Line by line, copy the data below exactly.

<<<<

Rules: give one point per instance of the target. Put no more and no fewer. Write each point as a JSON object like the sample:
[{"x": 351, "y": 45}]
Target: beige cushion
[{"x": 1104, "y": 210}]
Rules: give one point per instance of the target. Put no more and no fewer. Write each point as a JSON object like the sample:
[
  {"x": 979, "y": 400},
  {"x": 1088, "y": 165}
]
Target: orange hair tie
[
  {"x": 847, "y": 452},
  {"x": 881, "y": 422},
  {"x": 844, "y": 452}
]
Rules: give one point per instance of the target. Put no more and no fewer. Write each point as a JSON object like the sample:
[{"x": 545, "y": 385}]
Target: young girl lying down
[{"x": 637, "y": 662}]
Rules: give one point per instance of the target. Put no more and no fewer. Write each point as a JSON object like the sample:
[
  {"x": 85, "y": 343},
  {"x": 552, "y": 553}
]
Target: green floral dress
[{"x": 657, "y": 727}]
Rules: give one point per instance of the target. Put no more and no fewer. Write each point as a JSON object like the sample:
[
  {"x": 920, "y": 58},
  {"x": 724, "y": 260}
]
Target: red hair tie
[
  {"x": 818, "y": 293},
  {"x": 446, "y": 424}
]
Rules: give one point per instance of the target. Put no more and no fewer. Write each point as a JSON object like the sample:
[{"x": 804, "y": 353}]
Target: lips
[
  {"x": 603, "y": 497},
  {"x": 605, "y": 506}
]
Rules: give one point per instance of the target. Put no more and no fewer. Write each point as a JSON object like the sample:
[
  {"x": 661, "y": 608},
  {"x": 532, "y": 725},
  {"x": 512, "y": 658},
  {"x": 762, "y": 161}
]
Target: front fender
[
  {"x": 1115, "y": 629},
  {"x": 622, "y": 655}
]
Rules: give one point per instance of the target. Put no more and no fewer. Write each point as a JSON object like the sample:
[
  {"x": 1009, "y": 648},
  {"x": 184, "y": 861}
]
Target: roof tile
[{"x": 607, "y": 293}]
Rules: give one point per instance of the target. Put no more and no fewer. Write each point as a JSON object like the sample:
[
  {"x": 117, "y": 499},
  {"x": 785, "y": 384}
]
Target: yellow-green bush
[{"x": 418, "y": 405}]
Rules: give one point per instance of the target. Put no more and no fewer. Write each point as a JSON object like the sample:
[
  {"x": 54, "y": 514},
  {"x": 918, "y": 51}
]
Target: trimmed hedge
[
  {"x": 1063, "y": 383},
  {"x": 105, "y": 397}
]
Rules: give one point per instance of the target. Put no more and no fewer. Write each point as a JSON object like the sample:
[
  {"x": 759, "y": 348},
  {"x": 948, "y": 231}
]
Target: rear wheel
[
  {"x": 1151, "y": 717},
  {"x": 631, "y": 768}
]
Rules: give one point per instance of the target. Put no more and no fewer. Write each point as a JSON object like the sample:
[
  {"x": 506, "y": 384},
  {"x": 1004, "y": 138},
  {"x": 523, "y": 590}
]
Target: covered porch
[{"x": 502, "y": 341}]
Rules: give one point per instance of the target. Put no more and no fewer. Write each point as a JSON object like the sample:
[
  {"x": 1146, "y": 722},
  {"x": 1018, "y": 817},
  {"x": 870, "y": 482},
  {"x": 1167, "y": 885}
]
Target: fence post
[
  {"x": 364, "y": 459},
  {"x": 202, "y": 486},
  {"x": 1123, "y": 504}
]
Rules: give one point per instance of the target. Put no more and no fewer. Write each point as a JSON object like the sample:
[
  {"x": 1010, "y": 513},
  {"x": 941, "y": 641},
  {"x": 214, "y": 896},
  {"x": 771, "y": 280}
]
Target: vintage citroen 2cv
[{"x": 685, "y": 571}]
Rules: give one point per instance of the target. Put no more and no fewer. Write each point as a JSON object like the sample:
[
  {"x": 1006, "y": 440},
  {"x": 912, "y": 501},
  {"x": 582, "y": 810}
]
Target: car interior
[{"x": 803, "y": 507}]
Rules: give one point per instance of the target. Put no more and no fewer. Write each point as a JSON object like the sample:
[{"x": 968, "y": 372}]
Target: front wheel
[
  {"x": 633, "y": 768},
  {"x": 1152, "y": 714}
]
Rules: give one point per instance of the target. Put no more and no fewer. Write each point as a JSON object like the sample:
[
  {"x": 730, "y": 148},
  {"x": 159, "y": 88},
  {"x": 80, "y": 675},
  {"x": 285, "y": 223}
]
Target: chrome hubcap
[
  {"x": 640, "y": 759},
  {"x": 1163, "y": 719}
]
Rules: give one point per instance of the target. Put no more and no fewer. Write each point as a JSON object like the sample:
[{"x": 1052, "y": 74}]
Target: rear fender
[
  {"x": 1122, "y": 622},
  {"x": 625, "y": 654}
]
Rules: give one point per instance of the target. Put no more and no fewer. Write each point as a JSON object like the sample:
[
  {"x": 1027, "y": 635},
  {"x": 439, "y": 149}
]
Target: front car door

>>>>

• _EXERCISE OUTPUT_:
Rules: give one point per instance of the target. Put no more and no fewer. Write each point as a JSON object like the sample:
[{"x": 351, "y": 45}]
Target: beige cushion
[{"x": 1104, "y": 210}]
Rules: give one point per instance of the target. Put no more and no fewer. Write each point as a JSON object like the sample:
[
  {"x": 979, "y": 400},
  {"x": 1088, "y": 165}
]
Target: orange hair tie
[
  {"x": 847, "y": 452},
  {"x": 881, "y": 422},
  {"x": 844, "y": 452}
]
Rules: give one point per instance of the target. Put no more and no fewer. Write each point as a JSON object like the sample:
[{"x": 545, "y": 385}]
Target: young girl lying down
[{"x": 637, "y": 662}]
Rules: give one point per instance of the target. Put no more and no fewer. Write each point as a JSON object like the sample:
[
  {"x": 85, "y": 343},
  {"x": 552, "y": 553}
]
Target: green floral dress
[{"x": 657, "y": 727}]
Rules: give one point per instance of the target. Put no more and no fewer. Write each point as a JSON object like the sample:
[
  {"x": 920, "y": 58},
  {"x": 724, "y": 260}
]
Target: red hair tie
[
  {"x": 818, "y": 293},
  {"x": 446, "y": 424}
]
Rules: give one point per instance of the target. Put no more and no fewer. Write each point as a JSON object like the sample:
[{"x": 804, "y": 353}]
Target: lips
[
  {"x": 603, "y": 497},
  {"x": 605, "y": 506}
]
Rules: give one point per instance of the target. Put no more and no fewer. Write each point as a JSON object like the sample:
[
  {"x": 661, "y": 608},
  {"x": 532, "y": 725},
  {"x": 512, "y": 658},
  {"x": 762, "y": 161}
]
Target: front fender
[
  {"x": 1115, "y": 629},
  {"x": 622, "y": 655}
]
Rules: give one point per instance of the target. Put no more and no fewer. Write each point as a JSON object like the sample:
[
  {"x": 1009, "y": 648},
  {"x": 184, "y": 861}
]
Target: roof tile
[{"x": 607, "y": 293}]
Rules: give one point per instance of the target. Put no more and no fewer. Write each point as a JSON object like the sample:
[
  {"x": 117, "y": 499},
  {"x": 785, "y": 384}
]
Target: yellow-green bush
[{"x": 418, "y": 405}]
Rules: give one point per instance of the target. Put no more and no fewer. Write each point as a JSON object like the sample:
[
  {"x": 54, "y": 514},
  {"x": 918, "y": 51}
]
Target: trimmed hedge
[
  {"x": 1063, "y": 383},
  {"x": 105, "y": 397}
]
Rules: give one point per instance of the target. Put no more and no fewer. Write each point as a JSON object like the sample:
[
  {"x": 759, "y": 348},
  {"x": 948, "y": 231}
]
Target: rear wheel
[
  {"x": 1151, "y": 717},
  {"x": 631, "y": 768}
]
Rules: give one point per instance of the target. Put no more and no fewer. Write each point as a JSON object like the sample:
[
  {"x": 506, "y": 384},
  {"x": 1004, "y": 138},
  {"x": 523, "y": 590}
]
Target: covered porch
[{"x": 502, "y": 341}]
Rules: give one point per instance of the target. Put no more and no fewer. Write each point as a JSON object like the sample:
[
  {"x": 1146, "y": 722},
  {"x": 1018, "y": 817},
  {"x": 870, "y": 482},
  {"x": 1167, "y": 885}
]
Target: fence post
[
  {"x": 364, "y": 459},
  {"x": 202, "y": 486},
  {"x": 1123, "y": 504}
]
Rules: give one point per instance of the target. Put no more and no fewer. Write each point as a JSON object like the sample:
[
  {"x": 1010, "y": 513},
  {"x": 941, "y": 641},
  {"x": 214, "y": 896},
  {"x": 771, "y": 280}
]
Target: vintage citroen 2cv
[{"x": 685, "y": 571}]
Rules: give one point per instance of the target. Put no more and no fewer. Write each point as a JSON object like the sample:
[
  {"x": 1006, "y": 440},
  {"x": 912, "y": 501},
  {"x": 582, "y": 810}
]
Target: car interior
[{"x": 803, "y": 507}]
Rules: give one point per instance of the target. Put no more and no fewer. Write each point as a JSON object like the sample:
[{"x": 968, "y": 372}]
Target: front wheel
[
  {"x": 633, "y": 768},
  {"x": 1152, "y": 714}
]
Rules: give one point per instance of the target. Put no more and no fewer. Write each point as a JSON object like the sample:
[
  {"x": 730, "y": 148},
  {"x": 159, "y": 88},
  {"x": 80, "y": 675},
  {"x": 285, "y": 223}
]
Target: chrome hubcap
[
  {"x": 640, "y": 759},
  {"x": 1163, "y": 719}
]
Rules: give one point per instance of the target. Put no more and no fewer. Write each point as a JSON object like the sample:
[{"x": 1052, "y": 74}]
Target: rear fender
[
  {"x": 1122, "y": 622},
  {"x": 625, "y": 654}
]
Rules: give one point per instance of the target. Put no more and no fewer. Write each point as a JSON object like the sample:
[
  {"x": 1027, "y": 635},
  {"x": 439, "y": 149}
]
Target: front car door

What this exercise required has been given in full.